▶ **About this task**
A faithful repeat of all the records, with no image kept, is the required answer.

Stored dataset items:
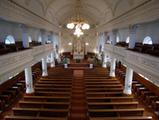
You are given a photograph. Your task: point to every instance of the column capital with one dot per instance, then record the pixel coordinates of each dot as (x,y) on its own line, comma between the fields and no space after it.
(24,28)
(115,31)
(133,28)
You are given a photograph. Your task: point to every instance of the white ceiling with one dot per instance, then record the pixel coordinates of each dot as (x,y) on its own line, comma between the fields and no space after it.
(96,12)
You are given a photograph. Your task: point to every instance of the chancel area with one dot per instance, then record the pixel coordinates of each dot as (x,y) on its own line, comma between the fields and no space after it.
(79,59)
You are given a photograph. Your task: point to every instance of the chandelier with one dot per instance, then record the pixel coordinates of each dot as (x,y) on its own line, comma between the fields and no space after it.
(77,23)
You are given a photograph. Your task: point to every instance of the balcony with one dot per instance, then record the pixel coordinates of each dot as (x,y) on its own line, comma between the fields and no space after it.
(15,62)
(144,64)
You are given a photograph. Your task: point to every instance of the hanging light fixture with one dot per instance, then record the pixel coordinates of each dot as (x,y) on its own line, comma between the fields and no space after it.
(77,23)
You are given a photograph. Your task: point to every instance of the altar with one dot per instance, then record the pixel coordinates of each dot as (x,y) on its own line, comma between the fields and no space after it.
(78,55)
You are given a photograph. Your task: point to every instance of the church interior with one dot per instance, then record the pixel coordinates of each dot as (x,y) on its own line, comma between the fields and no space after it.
(79,59)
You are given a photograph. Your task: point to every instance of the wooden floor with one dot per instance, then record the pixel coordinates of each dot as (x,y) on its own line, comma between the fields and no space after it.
(79,107)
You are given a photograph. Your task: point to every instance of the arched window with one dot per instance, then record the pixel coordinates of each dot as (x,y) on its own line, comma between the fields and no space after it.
(9,40)
(117,39)
(147,40)
(30,39)
(127,39)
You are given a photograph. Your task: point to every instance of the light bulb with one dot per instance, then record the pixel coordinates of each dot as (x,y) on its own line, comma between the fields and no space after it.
(85,26)
(70,25)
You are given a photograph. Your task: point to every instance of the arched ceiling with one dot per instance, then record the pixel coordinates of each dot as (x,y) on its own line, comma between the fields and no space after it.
(96,12)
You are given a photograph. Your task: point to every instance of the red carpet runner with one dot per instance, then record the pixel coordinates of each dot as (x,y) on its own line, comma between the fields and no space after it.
(78,100)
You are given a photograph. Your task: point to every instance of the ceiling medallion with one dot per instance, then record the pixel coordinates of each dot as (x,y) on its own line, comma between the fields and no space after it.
(77,23)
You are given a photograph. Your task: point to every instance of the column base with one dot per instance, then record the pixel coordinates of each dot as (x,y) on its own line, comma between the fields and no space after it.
(29,91)
(65,65)
(112,74)
(44,74)
(104,66)
(91,66)
(127,92)
(52,65)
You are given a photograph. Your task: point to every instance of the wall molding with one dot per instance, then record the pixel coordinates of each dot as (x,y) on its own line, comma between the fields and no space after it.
(144,64)
(13,12)
(145,12)
(16,62)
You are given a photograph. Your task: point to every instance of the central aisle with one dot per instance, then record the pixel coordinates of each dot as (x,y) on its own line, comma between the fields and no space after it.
(78,100)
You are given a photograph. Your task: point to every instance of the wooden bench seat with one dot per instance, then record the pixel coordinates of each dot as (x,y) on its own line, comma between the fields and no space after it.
(51,105)
(102,94)
(47,98)
(12,117)
(122,118)
(110,105)
(48,93)
(102,82)
(57,82)
(113,99)
(52,89)
(103,89)
(51,85)
(42,112)
(115,112)
(105,86)
(150,99)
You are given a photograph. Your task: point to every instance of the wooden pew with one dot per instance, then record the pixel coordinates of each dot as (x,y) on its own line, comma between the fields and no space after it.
(50,85)
(111,105)
(104,86)
(102,94)
(103,89)
(102,82)
(52,89)
(110,99)
(20,117)
(57,82)
(122,118)
(50,93)
(42,112)
(47,98)
(115,112)
(50,105)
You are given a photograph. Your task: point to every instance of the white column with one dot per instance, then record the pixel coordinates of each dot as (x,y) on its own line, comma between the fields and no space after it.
(25,36)
(43,37)
(105,61)
(112,67)
(29,80)
(52,64)
(113,37)
(132,32)
(44,67)
(128,81)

▶ **Your response**
You are given a photograph. Your task: point to every instance of the column capital with one dot per instance, then record the pixel coordinates of each dot as (x,y) on its own line, comma between the fields and no space after it.
(24,28)
(115,31)
(133,28)
You are given a photograph. Your task: point to every instance of the white ceiling with one dot per instance, then record the pixel coordinates of each dot as (x,y) on its own line, comma between the fields and no space after it.
(96,12)
You are given a photograph. Your task: point to every instance of the chancel area with one dot per instance, then record the pixel coordinates of each dot as (x,y) on its own line, comma between the fields and no space after it.
(79,59)
You are given a photograph. Your task: point to every instance of the chandelier with one dot per instance, then record the pixel coordinates of each dot as (x,y) on its own line, comma between the fields and no space after it.
(77,23)
You are given a photograph. Your task: point to every instance of the balcony with one dot per instance, then record the pixel coordinates of each dot as (x,y) on its own line, comma between the fields and no space after it.
(15,62)
(144,64)
You are given a photograph. Your task: point to every instance of the hanging light fixture with one dot per instance, then record the pixel coordinates of each dot as (x,y) on its own line, comma between the fields and no space after it.
(77,23)
You are given a photograph. Your task: point to every instance of the altar with one dot per instance, then record the pixel coordinates of each dot as (x,y) on its own line, comma between the fields and no space after it.
(78,55)
You are given a photograph. Your task: point to every instance of the church interior with one dot per instance, then record the pixel coordinates of each dot as (x,y) on its own line, comma between the fields and no space after it.
(79,59)
You are given a photograph. Your task: point to every instance of the wooden floor with one dot per instance, then record the pixel coordinates of each dot as (x,y) on its own line, comma between the fields and no space after it.
(79,107)
You are given a photograph. Your task: point to every instance of the arched window with one dot per instance, then record the pixel coordinates of each dot as (x,y) on its own line, comma between the fields and no space after it.
(9,40)
(117,39)
(147,40)
(30,39)
(127,39)
You are given a photograph. Your task: point to every instance of the light bulb with one dot per instance, then record the pixel coordinates of each dot as (x,y) on its own line, comma between the fields and no space after it.
(85,26)
(70,25)
You are given a photograph. Your task: point to every instance of the arched ceiling with one dot per instance, then record the pixel coordinates of each dot as (x,y) on its own line, comma between the fields and no space after it.
(96,12)
You are given a photograph. Your task: point to every instance of the red carpet runner with one dot per instance, then record the pixel coordinates of each dot as (x,y) on its own line, comma between the fields and no space after it.
(78,100)
You are given a photograph. Your task: point to every instance of the ceiling medallion with one dot per instance, then record the pixel coordinates of each dot as (x,y) on its own line, comma between the fields and no space after it.
(77,23)
You are given a photograph. Your task: point to every instance of the column base with one dot per instance, then record the pixel coordinates of each dot as (x,y) on its own line, comma between the fields and no space after it.
(29,91)
(65,65)
(112,74)
(44,74)
(104,66)
(91,66)
(127,92)
(52,65)
You are given a photograph. Your task: point to every instance of the wall molding with one dot per instance, then record the pixel coordinates of each dot as (x,y) on its own line, comma between the fields and no space after it.
(144,64)
(13,12)
(145,12)
(16,62)
You are given a photograph. Your task: point to every instance of the central aisle with one dot per instance, then record the pixel coordinates of each dot as (x,y) on its own line, comma between the fields and no space after it.
(78,100)
You are given a photograph. Your task: point to every instance of the wooden bench seat with one dot per instance, then record the pixel coordinates of each dot as (x,y) on its own line, comma between the fields and no space after it.
(51,105)
(102,94)
(47,98)
(12,117)
(122,118)
(110,105)
(48,93)
(102,82)
(57,82)
(113,99)
(52,89)
(103,89)
(51,85)
(42,112)
(115,112)
(105,86)
(150,99)
You are given a photograph. Your task: point to every instance of the wooden pew with one dot per instance, then record the pixel coordinates of each dot as (x,y) on its own line, comma between the fields and no space after it.
(50,85)
(111,105)
(104,86)
(102,94)
(103,89)
(102,82)
(52,89)
(110,99)
(20,117)
(57,82)
(122,118)
(50,93)
(42,112)
(47,98)
(115,112)
(50,105)
You are given a photograph. Your task: point to every instance of the white column with one dot per instance, then record the pixel coordinates of each dot as (x,y) on its own line, comma between the fields and no space after it.
(25,36)
(43,37)
(105,61)
(112,67)
(29,80)
(52,64)
(113,37)
(132,32)
(44,67)
(128,81)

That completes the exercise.